* [Passage]:
■ ■ ■
Best Bernanke quote of his tenure was when a reporter asked him about his actions basically contradicting his work on more needed stimulus from Japan to avoid the lost decades. He just kind of smiled and said "I'm a lot more sympathetic to central bankers than I was in 2003."
quote:
Don't get me wrong, their methods are unfathomable during macro growth and booms, but we have not and will not exit the recessionary tentacles from 2008 for some time to come.
Agreed, El-Erian nailed it when he said "My generation borrowed too much and now your generation is going to have to deal with it."
quote:
My posts aren't meant to sway you into my camp but I do think a multitude of ideas can only hearken and challenge your own views on how the world operates and how 'models' of expectations and human actors on localized levels interpret data and react in not so EMH ways
Academia has never equaled application. EMH and CAPM are an absolute joke. Your point?
quote:
Now, most on here would have called me crazy while the market was moving upwards almost hitting 13,000 and I decided to short it. I am still short the market and think it has another 5 to 10% to fall before the Fed really decides to do anything.
■ ■ ■
* [Dataset excerpts]:
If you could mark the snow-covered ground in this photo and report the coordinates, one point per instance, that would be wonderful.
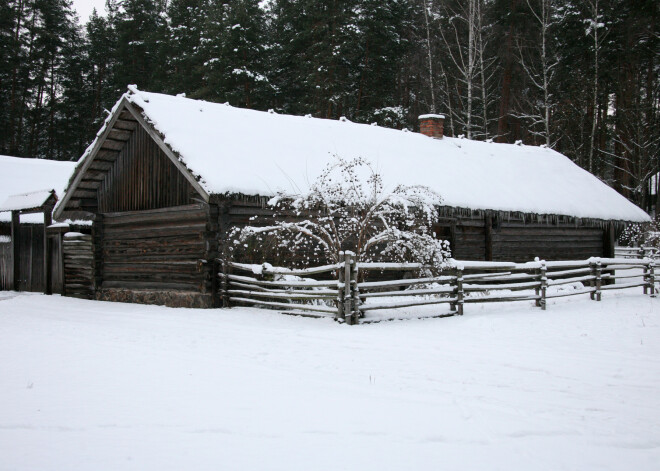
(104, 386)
■ ■ ■
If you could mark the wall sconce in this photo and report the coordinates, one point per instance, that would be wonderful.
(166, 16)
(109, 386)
■ ■ ■
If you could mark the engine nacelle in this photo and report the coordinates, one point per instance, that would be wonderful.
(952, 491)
■ ■ ■
* [Problems to work on]:
1/ Answer these questions using the forum passage on Bernanke:
(a) According to the quote attributed to him, toward whom is Bernanke now a lot more sympathetic than he was in 2003?
(b) Which two theories does one poster call "an absolute joke"?
(c) How much further does the poster who is short the market expect it to fall before the Fed acts?
2/ Carry on the forum passage on Bernanke, beginning after its final sentence.

* [Results in order]:
1/
(a) Central bankers.
(b) EMH and CAPM.
(c) Another 5 to 10%.

2/
I think most on here would agree with you. The run up was just to to asset allocation shifts, basically the Fed pushing investors outside of the concentric circle. The Fed bought the large majority of low coupon treasury and mortgage issuance last year and credit was underpriced. The LTRO was a sugar high.
quote:
Now, the topic of QE is another day but as much as I disagree with it, I know how people will react and what the impacts will be.
A lot of people have gone on record predicting QE3, the thing is 5yr/5yr forward breakevens are still sitting around the 2.6% range compared to the 2% they usually become active at. Disagree though, nobody knows what the total impact will be. Who would've thought that QE1 wouldn't put a big dent in unemployment after the mortgage transmission mechanism was one of the Fed's best tools for so long? Who would've thought rates would plummet after QE2 ended at the end of June? shite's hard to judge man.